(Given data)

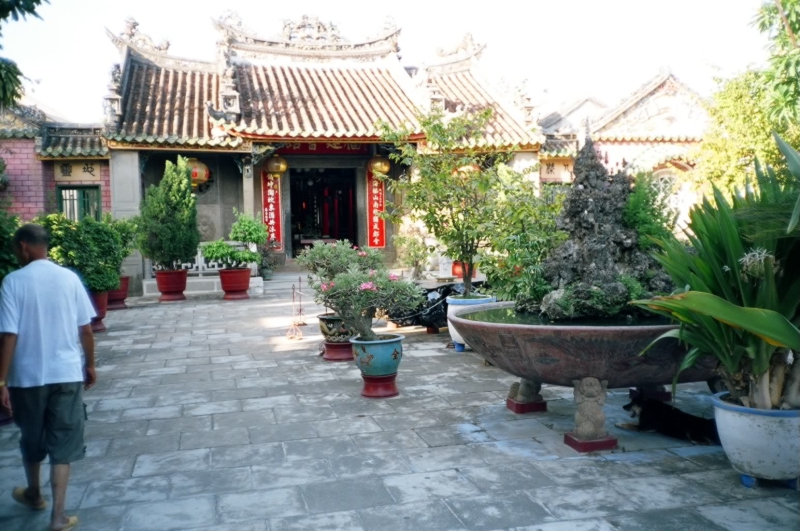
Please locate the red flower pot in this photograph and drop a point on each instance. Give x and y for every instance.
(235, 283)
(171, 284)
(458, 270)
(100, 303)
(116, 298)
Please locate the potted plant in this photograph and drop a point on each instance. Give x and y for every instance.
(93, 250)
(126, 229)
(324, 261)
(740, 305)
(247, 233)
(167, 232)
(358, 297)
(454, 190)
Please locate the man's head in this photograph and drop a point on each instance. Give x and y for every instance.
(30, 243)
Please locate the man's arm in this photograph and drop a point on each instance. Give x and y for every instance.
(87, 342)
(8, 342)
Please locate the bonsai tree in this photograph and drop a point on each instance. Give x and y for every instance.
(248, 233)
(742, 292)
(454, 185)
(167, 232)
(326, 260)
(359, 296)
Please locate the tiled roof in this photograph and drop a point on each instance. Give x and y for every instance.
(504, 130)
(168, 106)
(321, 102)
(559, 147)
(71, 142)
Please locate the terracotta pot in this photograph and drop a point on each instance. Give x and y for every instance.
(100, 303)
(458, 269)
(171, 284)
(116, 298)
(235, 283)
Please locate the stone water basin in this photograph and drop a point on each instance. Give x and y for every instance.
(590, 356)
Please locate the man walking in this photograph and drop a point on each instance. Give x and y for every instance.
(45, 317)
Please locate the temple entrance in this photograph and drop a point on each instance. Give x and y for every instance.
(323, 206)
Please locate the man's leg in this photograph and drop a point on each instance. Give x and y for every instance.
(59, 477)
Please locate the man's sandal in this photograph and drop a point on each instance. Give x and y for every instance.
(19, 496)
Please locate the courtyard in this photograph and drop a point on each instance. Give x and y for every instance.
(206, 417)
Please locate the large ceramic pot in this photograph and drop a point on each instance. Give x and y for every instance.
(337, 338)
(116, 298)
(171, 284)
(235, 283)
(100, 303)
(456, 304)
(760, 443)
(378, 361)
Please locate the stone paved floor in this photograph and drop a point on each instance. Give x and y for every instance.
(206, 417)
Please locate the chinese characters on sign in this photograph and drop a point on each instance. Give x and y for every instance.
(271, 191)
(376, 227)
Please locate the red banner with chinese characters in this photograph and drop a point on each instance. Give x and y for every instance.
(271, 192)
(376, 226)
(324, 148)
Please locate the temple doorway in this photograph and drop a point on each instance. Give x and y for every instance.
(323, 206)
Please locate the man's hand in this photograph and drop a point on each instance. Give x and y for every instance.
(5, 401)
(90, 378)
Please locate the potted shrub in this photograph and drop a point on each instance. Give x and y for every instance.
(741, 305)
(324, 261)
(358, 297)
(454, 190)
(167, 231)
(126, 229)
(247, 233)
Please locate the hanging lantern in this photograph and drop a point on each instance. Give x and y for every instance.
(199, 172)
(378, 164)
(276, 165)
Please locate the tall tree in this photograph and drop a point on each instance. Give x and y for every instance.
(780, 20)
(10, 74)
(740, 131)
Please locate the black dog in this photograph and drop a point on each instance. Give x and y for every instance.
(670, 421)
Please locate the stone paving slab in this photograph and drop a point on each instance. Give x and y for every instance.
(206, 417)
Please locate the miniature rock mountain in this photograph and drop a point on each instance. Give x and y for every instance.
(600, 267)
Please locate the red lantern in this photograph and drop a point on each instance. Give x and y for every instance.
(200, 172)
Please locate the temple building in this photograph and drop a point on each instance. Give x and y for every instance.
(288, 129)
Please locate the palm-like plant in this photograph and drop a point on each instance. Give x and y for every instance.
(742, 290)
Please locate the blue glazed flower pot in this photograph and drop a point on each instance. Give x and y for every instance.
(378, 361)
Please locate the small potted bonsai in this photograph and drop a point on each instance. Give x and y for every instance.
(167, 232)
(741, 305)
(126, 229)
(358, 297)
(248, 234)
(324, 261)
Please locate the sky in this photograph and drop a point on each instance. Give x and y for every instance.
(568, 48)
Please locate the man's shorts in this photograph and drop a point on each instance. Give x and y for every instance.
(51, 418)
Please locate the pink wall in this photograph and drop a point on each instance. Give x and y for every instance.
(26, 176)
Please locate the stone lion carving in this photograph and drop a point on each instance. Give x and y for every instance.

(End Given data)

_Your task_:
Set the listing down in full and exactly. Pictures within it should not appear in the copy.

_Result for this task_:
Please locate the red flower pot in this photograph and drop a point on each instance. Give x and y for every instance.
(235, 283)
(171, 284)
(458, 270)
(100, 303)
(116, 298)
Please locate the potted plant in this photograph and drop a point on each instance. Give x and y for every instance.
(93, 250)
(126, 229)
(324, 261)
(740, 305)
(247, 233)
(167, 232)
(358, 297)
(454, 190)
Please locate the man's head in this photograph and drop a point on each instance. Give x and y for every instance.
(30, 243)
Please locate the man's arm in this photograph and drop a point on each instance. Give x and y for every instance.
(87, 342)
(8, 342)
Please locate the bonsai tree in this photograph and drop a point on each instance. Give x and y for every instance.
(248, 233)
(742, 292)
(454, 185)
(167, 232)
(326, 260)
(359, 296)
Please locate the tiled roof in this photograph and drop a point on each instance. Give x and y for every instance.
(504, 130)
(168, 106)
(321, 102)
(559, 147)
(71, 142)
Please locate the terracotta pot in this photograph and drop a point on each instance. Give x and y for every instance.
(100, 303)
(458, 269)
(171, 284)
(116, 298)
(235, 283)
Please locate the stone water basin in this photograph and drop a point on each instance. Give x and y for every instance.
(590, 356)
Please locate the man walking in this photograph and drop a point on each instance. Give x and y for every instance.
(45, 317)
Please locate the temple entrance in this photograph and drop a point on each instance. Give x and y for every instance.
(323, 206)
Please locate the man's leg in this photograph and drop a point on each instance. Give x and y for every instance.
(59, 477)
Please locate the man's sandal in this photograph and drop a point on each instance. Give x and y for every instance.
(19, 496)
Please locate the courtyard in this photograph and drop a point on each instance. Give x and y for every instance.
(206, 417)
Please locate the large ceramic pot in this photograph and drop a point on each instance. Give x and y for every instance.
(337, 338)
(116, 298)
(171, 284)
(235, 283)
(100, 303)
(456, 304)
(760, 443)
(378, 361)
Please locate the stone paved floor in this photograph and drop a point on each instance. Give x and y for every instance.
(206, 417)
Please locate the chinese characters on sign in this photograph and drop a point on each instance. Give x and y for every instance.
(271, 191)
(376, 227)
Please locate the red banner with chinese characters in this photograph and drop a point on each instance. Give x and y for every instance.
(271, 192)
(376, 226)
(324, 148)
Please locate the temple doorway in this photograph and drop a point on each instance. Give x and y for every instance.
(323, 206)
Please locate the man's hand in this photograph and drop a point on each instance. Give x and y for every instance.
(5, 401)
(90, 378)
Please locate the potted shrub in this photograph and drop a point on each instance. Give x and y for every instance.
(741, 305)
(324, 261)
(358, 297)
(454, 190)
(167, 231)
(126, 229)
(247, 233)
Please locate the hanging lantern in this photograph and drop a point on each instance. Give x and y for every instance.
(199, 172)
(378, 164)
(276, 165)
Please locate the tall tree in this photograph and drop a point on each instance. Give x and y for every instance.
(780, 20)
(10, 74)
(740, 131)
Please locate the black dog in this photograph and drop a point on each instance. Give x and y for every instance.
(670, 421)
Please locate the stone paving slab in this photograph and drop a point on each instance. Give x and y for every instance.
(206, 417)
Please locate the miniature rock mountain in this photograph and drop a point on each instance. Give x and y for every instance.
(600, 267)
Please locate the red lantern in this photograph and drop a point on each instance. Give x and y for every instance.
(200, 172)
Please locate the temple building in this photograph and drop a point on each instance. Give x and y for every instance.
(288, 129)
Please locate the palm-like plant in this photograph and drop a point on each instance. Give x and y for every instance.
(742, 290)
Please locate the blue glazed flower pot in this photograph and drop a point on each instance. Give x and y for every instance.
(378, 361)
Please locate the small potted bonsai in this photograph and drop a point on each instance. Give x and y for every instance.
(167, 232)
(741, 305)
(126, 229)
(358, 297)
(248, 234)
(324, 261)
Please locate the sky in this photograph and drop a point on each instance. Give x and y for every instance.
(568, 48)
Please locate the man's shorts in this photograph and drop a point on each instance. Give x and y for every instance.
(51, 418)
Please locate the pink wall in this photograph and drop a point on each instance. Give x and y for every instance.
(26, 176)
Please locate the stone lion carving in this photograph and drop a point on each instance. Give x and y for every instance.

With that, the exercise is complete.